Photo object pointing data

begin

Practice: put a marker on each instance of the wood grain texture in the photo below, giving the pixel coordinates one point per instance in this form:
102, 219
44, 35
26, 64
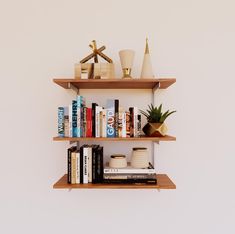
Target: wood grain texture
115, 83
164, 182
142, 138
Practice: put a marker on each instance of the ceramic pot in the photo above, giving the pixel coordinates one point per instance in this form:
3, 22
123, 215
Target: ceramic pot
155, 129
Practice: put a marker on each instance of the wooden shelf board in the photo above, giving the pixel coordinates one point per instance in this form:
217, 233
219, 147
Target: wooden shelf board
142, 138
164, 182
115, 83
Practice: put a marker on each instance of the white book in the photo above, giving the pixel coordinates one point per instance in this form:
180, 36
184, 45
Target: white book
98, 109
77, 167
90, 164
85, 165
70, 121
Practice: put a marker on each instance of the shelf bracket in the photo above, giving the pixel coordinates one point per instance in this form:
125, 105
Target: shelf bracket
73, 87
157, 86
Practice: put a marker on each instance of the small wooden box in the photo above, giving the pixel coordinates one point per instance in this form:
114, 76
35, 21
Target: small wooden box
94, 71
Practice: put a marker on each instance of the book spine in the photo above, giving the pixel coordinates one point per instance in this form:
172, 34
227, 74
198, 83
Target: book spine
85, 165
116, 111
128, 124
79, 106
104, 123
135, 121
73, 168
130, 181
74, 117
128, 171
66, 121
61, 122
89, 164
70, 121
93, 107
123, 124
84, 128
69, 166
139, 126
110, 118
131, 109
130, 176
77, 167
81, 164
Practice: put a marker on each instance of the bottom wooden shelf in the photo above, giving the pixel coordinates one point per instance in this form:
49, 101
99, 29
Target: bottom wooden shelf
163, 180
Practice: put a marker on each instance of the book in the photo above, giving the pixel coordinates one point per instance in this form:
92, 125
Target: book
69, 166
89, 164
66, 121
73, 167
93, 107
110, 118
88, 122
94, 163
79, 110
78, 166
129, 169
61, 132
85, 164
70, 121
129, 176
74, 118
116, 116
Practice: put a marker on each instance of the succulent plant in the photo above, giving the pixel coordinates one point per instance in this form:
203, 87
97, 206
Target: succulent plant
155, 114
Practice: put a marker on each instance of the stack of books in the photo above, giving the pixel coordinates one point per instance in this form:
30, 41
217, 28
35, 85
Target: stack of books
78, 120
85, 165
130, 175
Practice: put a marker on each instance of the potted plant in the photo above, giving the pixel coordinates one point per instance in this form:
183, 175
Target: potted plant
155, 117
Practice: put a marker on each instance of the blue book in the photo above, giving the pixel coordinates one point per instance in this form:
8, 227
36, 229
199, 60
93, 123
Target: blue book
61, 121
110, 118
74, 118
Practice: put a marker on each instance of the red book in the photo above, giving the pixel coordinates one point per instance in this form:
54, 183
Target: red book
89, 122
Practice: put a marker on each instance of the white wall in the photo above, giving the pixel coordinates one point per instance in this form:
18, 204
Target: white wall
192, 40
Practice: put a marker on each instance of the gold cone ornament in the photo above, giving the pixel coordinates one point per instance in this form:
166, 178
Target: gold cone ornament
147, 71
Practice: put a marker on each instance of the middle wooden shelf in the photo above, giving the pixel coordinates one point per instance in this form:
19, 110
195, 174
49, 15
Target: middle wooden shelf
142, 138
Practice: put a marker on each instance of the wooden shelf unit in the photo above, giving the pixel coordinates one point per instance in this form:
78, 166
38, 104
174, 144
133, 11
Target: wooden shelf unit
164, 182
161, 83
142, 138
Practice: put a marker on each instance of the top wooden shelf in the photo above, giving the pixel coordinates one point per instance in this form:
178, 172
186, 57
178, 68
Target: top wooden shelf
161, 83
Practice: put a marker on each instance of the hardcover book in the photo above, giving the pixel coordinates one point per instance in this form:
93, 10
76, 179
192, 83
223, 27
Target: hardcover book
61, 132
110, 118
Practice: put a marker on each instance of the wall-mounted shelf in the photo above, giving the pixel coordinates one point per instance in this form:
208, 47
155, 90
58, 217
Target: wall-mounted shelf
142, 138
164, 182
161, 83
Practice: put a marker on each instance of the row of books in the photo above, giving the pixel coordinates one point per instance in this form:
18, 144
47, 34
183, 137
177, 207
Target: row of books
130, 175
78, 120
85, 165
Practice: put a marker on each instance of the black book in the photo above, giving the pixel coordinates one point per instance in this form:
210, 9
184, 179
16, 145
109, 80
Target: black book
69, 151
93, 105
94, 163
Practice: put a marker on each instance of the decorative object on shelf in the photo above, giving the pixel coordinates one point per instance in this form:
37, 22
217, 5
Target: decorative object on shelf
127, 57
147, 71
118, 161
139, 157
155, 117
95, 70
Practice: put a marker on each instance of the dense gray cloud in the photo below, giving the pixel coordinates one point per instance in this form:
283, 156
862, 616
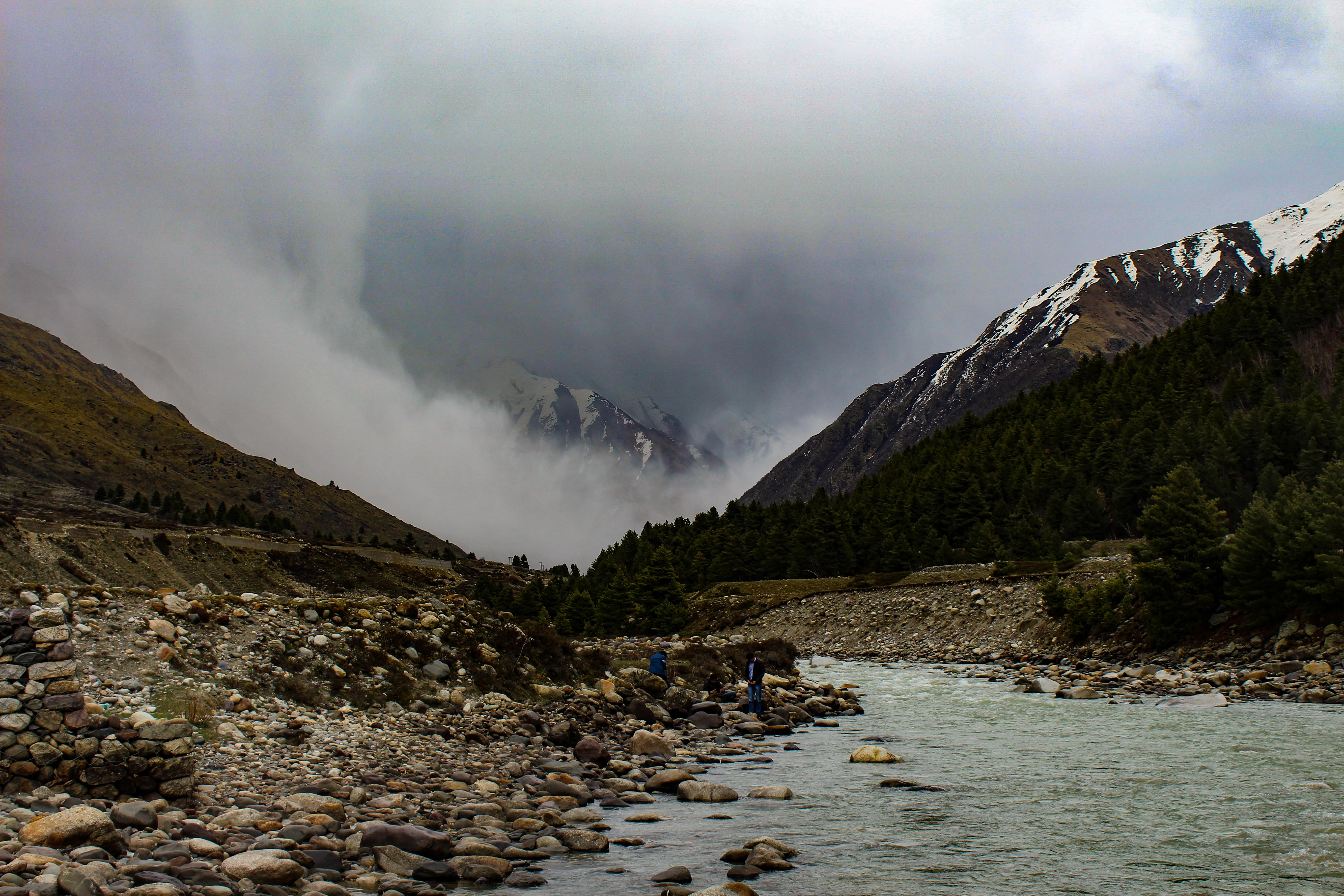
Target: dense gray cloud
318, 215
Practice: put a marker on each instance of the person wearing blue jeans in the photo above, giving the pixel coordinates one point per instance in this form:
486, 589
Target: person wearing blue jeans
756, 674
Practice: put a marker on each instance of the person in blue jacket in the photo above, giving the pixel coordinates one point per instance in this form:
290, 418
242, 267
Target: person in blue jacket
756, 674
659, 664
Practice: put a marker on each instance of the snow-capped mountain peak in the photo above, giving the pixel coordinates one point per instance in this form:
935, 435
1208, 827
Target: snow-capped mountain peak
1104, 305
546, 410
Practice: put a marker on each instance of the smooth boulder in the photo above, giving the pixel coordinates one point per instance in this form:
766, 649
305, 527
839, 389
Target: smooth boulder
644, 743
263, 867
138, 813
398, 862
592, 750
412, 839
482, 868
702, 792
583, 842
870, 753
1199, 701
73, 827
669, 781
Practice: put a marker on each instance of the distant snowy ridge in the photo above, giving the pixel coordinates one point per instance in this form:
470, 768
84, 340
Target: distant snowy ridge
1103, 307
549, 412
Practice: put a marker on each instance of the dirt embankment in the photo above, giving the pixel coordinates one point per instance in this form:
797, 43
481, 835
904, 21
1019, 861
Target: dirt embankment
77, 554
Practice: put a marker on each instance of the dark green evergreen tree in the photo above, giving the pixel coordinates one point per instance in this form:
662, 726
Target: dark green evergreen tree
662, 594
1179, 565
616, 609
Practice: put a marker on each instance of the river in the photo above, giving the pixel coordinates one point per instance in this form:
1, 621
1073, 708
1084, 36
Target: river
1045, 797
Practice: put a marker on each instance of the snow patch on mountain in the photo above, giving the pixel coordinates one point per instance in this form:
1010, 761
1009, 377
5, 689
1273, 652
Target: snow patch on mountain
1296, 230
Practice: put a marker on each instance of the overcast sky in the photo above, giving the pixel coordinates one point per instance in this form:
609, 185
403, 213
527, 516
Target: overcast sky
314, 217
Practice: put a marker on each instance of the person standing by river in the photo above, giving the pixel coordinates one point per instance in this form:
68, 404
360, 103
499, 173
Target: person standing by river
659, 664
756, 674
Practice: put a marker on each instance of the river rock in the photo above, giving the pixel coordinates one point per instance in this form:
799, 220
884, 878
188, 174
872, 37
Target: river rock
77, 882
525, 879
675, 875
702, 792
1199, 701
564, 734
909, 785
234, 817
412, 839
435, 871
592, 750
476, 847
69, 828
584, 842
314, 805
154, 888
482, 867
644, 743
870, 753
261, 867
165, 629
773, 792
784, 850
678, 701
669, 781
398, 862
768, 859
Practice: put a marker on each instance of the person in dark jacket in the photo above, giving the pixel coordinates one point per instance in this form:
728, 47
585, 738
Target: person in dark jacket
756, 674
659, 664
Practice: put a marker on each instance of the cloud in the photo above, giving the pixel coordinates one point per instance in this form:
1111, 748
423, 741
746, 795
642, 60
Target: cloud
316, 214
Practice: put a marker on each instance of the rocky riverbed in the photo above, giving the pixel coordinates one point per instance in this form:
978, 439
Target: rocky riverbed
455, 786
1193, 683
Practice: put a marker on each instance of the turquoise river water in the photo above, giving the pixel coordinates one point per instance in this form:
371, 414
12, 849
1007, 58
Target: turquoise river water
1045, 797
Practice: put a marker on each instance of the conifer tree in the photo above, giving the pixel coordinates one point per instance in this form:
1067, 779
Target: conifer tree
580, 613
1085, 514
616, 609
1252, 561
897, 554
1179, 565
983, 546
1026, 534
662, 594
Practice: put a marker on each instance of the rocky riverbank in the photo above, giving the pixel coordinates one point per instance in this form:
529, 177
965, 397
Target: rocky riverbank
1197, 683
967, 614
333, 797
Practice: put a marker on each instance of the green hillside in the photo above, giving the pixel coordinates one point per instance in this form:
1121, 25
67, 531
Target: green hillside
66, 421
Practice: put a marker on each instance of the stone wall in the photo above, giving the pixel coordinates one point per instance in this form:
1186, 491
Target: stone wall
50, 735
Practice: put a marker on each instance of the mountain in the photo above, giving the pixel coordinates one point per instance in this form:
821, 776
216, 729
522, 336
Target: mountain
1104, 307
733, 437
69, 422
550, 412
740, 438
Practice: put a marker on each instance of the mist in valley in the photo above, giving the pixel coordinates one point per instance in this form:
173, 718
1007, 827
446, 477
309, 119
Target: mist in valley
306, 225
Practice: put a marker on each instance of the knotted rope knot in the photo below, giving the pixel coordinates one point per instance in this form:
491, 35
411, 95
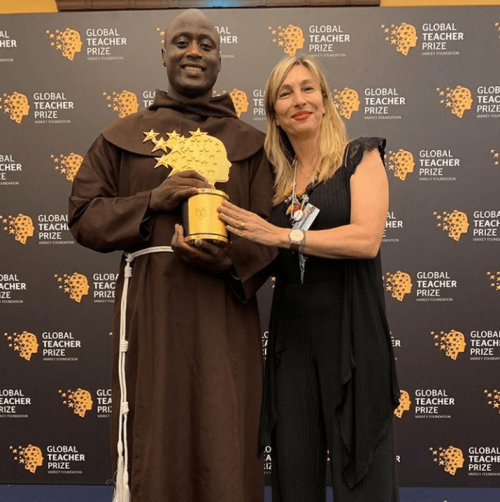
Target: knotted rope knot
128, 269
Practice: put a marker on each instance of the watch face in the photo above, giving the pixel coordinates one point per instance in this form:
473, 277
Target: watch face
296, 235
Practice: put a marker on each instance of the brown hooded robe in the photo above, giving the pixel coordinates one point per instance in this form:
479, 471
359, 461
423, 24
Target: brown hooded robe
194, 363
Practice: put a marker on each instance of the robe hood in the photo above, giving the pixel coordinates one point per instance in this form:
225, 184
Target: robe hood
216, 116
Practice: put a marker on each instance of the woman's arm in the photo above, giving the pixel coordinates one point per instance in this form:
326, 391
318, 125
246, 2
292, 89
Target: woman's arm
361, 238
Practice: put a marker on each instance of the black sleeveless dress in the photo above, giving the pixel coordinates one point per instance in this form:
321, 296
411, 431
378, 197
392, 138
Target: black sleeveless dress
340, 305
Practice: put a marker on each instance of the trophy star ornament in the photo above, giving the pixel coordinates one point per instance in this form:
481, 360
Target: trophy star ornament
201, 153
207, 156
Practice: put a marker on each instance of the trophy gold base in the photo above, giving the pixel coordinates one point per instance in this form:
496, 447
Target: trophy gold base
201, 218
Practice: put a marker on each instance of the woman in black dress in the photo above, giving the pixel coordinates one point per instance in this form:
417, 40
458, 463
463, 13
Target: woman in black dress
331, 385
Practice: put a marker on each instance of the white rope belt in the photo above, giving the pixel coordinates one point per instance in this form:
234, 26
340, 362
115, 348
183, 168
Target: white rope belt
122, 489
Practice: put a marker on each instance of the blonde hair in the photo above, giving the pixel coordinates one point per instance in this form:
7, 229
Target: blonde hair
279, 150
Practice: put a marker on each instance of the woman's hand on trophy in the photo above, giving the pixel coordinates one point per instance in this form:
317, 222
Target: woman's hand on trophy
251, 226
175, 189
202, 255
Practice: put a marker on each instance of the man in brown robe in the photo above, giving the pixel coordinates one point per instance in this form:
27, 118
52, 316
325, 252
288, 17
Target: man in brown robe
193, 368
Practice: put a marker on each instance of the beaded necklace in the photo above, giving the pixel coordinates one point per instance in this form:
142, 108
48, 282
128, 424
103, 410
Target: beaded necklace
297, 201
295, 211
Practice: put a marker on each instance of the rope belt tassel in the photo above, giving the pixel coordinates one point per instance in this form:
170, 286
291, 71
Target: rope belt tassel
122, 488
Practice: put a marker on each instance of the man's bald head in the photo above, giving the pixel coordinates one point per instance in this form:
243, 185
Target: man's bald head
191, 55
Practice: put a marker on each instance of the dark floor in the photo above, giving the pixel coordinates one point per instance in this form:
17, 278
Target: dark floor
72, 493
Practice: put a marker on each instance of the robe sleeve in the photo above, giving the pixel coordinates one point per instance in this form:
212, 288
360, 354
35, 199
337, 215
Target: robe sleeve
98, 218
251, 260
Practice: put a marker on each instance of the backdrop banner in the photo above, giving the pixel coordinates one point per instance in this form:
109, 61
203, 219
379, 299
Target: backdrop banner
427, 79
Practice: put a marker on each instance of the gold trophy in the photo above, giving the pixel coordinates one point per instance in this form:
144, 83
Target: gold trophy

end

▸ Work required:
Reproduce the data line for line, starting at the line that contains "Practice: put a marker on each instance of the robe sleeve" and continuing through the final line of the data.

▸ Solution below:
Practice: put a marker on each instance of the robe sleeve in the photo above, giving the pixel coordinates one point per instance in this form:
212, 288
360, 354
35, 199
337, 215
Target: robe sleeve
98, 218
251, 260
Practice: put a marker on each instance of the backdrop banner in the photo above, giving the pixel coordinates one point per instance in this form:
109, 61
203, 219
379, 299
Target: backdrop banner
427, 79
Practice: put a marker on each instance of the gold trophy in the photo above, giving the pixel coordinates one point per instance in this form:
144, 83
Target: gold trophy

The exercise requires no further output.